[Document text start]

Sunday, September 25, 2016

Chilly winds today. Dry and warm for Ryder Cup

Colder Temps in the Northeast
Take a look at the tweet that the NWS out of Washington DC/Baltimore sent out on Sunday morning. Due to colder temperatures moving into the region, the tempeature dipped below 60F for the first time in 107 days. That makes it the 2nd longest stretch with temperatures at 60F or warmer in recorded history.


Frost/Freeze Concerns in the Northeast

Colder temperatures in the region have prompted frost and freeze concerns across much of the area in the Northeast and temperatures are expected to dip into the mid/upper 20s and lower 30s.


Ruby Mountains Snow

Thanks to the National Weather Service out of Elko, NV for the pictures below, where the Ruby Moutains recently saw snow from the same storm system that is moving through the middle part of the country now!



Sunday Showers
Scattered showers popped up in the wake of our cold front on Sunday. Note the speckled nature of the clouds, which shows the instability present in Sunday's atmosphere. Temperatures aloft were quite chilly, so any amount of sunshine and daytime heating helped to produce the random showers.

[Document text end]

Stated exercise A: Reproduce the passage of the weather post between "Ruby Mountains Snow" and "the random showers.", inclusive.
Stated exercise B: Carry on writing the weather post from its last sentence.
The items that come next were drawn from a different source.

[Supplied data start]

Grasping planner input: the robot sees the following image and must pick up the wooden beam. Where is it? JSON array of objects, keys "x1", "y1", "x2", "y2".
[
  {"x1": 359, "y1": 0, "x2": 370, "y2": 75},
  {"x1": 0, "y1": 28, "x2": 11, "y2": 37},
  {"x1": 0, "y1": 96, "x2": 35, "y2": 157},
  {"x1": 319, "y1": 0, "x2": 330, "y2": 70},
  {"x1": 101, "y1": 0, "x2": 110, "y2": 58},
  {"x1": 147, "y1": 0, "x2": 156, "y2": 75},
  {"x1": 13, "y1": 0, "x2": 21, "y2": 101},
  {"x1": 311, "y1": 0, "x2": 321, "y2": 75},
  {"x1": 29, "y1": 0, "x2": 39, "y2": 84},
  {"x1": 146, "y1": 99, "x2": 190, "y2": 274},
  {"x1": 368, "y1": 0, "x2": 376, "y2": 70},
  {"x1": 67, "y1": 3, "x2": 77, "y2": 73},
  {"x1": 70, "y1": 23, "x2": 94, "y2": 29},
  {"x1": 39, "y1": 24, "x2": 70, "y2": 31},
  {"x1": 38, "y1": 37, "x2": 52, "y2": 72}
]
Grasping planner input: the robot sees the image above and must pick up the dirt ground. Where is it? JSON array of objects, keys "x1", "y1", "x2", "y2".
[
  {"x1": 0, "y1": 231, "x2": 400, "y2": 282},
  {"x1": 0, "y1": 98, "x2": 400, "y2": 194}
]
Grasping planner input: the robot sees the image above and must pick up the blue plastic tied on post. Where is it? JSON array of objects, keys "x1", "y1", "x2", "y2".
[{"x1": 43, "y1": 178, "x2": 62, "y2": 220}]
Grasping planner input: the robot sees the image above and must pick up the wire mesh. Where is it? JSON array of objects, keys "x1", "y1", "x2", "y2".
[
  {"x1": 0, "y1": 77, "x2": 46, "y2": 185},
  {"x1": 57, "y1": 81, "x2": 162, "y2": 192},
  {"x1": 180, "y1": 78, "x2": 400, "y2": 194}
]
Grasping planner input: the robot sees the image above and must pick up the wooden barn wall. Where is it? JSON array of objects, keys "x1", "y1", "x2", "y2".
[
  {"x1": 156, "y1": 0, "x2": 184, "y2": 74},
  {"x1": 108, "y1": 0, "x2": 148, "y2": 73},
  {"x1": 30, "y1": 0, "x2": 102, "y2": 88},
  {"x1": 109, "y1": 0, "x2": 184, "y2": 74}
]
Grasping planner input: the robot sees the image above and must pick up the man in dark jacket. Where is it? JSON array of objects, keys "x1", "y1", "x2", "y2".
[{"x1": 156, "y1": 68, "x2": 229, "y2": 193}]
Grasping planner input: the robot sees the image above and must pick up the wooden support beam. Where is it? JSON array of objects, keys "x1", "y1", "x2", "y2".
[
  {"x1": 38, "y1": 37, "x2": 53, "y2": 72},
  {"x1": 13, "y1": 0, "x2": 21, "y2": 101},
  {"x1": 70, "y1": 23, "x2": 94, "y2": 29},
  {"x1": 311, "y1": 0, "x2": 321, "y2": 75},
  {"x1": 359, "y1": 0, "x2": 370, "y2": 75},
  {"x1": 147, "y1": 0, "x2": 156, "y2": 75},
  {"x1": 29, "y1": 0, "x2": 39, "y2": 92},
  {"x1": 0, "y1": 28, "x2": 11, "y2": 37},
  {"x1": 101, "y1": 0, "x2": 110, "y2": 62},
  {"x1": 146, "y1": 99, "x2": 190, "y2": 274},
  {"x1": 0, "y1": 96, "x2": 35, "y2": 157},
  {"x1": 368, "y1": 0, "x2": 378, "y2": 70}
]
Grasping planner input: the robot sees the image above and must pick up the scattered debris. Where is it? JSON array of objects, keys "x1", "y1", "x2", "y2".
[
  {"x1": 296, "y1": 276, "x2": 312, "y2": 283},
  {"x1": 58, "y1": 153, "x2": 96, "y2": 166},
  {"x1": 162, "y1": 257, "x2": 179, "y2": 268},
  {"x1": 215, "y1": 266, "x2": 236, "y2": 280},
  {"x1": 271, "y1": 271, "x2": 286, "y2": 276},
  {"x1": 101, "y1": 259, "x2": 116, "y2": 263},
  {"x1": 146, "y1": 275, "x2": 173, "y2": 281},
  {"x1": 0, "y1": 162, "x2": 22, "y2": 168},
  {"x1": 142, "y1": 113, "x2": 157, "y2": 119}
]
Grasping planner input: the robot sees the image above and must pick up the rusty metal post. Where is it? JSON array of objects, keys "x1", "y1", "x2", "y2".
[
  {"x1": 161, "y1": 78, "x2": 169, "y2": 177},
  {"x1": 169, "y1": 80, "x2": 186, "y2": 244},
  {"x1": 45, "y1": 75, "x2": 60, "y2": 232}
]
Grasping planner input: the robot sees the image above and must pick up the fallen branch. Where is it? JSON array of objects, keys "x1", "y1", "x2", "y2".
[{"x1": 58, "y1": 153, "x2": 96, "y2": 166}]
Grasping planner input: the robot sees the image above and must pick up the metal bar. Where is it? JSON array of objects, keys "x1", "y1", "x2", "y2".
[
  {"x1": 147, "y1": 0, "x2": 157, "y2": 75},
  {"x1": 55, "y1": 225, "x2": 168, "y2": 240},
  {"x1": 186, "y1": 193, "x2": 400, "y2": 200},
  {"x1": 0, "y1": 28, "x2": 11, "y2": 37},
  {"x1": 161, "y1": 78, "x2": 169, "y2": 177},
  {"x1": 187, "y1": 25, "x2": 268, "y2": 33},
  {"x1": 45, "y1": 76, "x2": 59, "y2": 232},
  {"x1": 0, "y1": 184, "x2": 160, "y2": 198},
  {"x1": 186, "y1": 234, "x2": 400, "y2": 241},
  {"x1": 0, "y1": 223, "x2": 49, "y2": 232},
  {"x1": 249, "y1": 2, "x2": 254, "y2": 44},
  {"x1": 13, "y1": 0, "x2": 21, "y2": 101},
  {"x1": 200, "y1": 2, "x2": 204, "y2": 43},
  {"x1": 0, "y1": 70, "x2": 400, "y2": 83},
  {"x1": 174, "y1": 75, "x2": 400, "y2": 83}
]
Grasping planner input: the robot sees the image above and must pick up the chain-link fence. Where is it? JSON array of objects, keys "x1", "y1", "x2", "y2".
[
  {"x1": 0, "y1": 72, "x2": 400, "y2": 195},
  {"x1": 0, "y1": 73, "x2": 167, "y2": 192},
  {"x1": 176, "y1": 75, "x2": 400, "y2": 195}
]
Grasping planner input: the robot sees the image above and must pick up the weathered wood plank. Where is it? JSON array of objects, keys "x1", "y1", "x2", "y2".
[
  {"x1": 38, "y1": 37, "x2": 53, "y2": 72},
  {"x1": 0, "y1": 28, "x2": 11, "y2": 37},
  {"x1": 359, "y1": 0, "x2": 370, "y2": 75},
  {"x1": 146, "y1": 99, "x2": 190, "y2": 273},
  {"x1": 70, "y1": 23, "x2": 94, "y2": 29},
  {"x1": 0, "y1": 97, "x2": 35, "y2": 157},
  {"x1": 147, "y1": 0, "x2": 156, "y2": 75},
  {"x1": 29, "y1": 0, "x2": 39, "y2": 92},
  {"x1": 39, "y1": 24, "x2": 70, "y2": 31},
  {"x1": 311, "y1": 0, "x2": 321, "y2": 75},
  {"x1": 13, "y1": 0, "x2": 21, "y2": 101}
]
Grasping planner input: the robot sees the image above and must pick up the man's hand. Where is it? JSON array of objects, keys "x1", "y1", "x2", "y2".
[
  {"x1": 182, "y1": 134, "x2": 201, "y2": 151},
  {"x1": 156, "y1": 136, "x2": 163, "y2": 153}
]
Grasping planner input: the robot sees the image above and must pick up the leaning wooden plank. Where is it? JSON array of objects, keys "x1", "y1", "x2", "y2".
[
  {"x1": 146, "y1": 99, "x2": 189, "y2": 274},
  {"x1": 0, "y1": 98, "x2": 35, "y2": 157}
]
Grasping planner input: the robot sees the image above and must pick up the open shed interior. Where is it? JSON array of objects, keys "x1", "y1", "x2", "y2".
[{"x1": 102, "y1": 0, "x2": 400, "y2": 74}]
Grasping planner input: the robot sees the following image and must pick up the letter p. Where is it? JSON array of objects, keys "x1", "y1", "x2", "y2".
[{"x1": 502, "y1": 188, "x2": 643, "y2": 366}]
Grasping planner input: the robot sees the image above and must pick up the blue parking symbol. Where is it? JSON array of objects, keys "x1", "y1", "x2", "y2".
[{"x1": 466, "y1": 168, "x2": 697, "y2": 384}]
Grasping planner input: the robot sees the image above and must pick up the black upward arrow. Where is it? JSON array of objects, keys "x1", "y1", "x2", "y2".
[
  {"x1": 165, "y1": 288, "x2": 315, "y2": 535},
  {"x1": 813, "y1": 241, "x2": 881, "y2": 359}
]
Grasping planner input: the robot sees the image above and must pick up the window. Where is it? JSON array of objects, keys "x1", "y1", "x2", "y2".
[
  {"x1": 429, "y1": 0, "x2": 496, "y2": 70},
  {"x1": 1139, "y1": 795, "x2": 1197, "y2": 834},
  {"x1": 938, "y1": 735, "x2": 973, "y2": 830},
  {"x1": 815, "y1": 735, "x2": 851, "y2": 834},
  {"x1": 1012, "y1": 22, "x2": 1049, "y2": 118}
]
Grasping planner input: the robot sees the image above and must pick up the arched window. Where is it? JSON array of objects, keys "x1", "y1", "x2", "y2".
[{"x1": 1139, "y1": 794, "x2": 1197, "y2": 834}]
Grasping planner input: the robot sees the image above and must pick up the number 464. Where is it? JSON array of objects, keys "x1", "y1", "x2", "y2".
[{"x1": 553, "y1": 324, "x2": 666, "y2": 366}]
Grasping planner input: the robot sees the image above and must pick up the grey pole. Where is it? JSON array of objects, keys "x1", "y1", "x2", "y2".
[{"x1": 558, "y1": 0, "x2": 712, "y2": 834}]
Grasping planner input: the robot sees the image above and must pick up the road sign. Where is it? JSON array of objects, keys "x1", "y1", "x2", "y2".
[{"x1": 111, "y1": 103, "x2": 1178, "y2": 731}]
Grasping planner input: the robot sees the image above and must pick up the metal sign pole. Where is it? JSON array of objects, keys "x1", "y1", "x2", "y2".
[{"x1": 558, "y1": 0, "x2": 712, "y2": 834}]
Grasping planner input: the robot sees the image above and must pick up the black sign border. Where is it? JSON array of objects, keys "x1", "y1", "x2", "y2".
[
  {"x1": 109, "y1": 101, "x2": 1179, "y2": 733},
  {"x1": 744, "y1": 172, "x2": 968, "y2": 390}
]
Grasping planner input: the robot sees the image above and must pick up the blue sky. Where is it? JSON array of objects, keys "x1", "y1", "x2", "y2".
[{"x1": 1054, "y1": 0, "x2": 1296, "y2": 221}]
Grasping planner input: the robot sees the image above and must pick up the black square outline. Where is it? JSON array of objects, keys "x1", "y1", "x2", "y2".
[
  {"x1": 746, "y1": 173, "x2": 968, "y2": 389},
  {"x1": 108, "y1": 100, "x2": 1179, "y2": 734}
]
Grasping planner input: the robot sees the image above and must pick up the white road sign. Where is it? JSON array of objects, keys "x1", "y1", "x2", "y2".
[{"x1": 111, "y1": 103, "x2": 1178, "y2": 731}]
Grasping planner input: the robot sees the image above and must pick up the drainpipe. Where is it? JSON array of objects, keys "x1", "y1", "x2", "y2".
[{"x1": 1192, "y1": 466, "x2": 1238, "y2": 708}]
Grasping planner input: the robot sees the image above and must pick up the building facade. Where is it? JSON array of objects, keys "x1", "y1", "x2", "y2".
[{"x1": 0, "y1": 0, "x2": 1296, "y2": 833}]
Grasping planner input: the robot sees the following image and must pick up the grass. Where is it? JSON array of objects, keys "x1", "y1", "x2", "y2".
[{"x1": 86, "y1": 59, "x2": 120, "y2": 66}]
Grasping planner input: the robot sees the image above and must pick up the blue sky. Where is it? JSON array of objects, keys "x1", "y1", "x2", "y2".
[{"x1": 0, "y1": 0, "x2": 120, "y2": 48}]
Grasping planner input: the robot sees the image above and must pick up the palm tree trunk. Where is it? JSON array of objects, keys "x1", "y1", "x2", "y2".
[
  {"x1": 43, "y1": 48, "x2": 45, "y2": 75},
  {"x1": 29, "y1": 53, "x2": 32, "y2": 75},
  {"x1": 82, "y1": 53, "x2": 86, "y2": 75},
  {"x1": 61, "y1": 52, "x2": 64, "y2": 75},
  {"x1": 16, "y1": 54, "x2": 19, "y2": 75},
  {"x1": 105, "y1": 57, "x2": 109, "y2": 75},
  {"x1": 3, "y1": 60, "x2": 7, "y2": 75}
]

[Supplied data end]

Expected answer A:
Ruby Mountains Snow

Thanks to the National Weather Service out of Elko, NV for the pictures below, where the Ruby Moutains recently saw snow from the same storm system that is moving through the middle part of the country now!



Sunday Showers
Scattered showers popped up in the wake of our cold front on Sunday. Note the speckled nature of the clouds, which shows the instability present in Sunday's atmosphere. Temperatures aloft were quite chilly, so any amount of sunshine and daytime heating helped to produce the random showers.

Expected answer B:
 
 
Signs of Fall Closer to Home
Slowly, but surely signs of fall are beginning to pop up. A few more trees and bushes are beginning to turn color and over the few weeks, we will be inundated with brilliant colors everywhere!

Fall Color Update
The latest update from the MN DNR shows that we are well on our way in the fall color department with some 50% to 75% color being reported across parts of Central and Northwestern Minnesota. Note that only 10% to 25% color can be found across the Twin Cities; the average peak there is generally late September to mid October.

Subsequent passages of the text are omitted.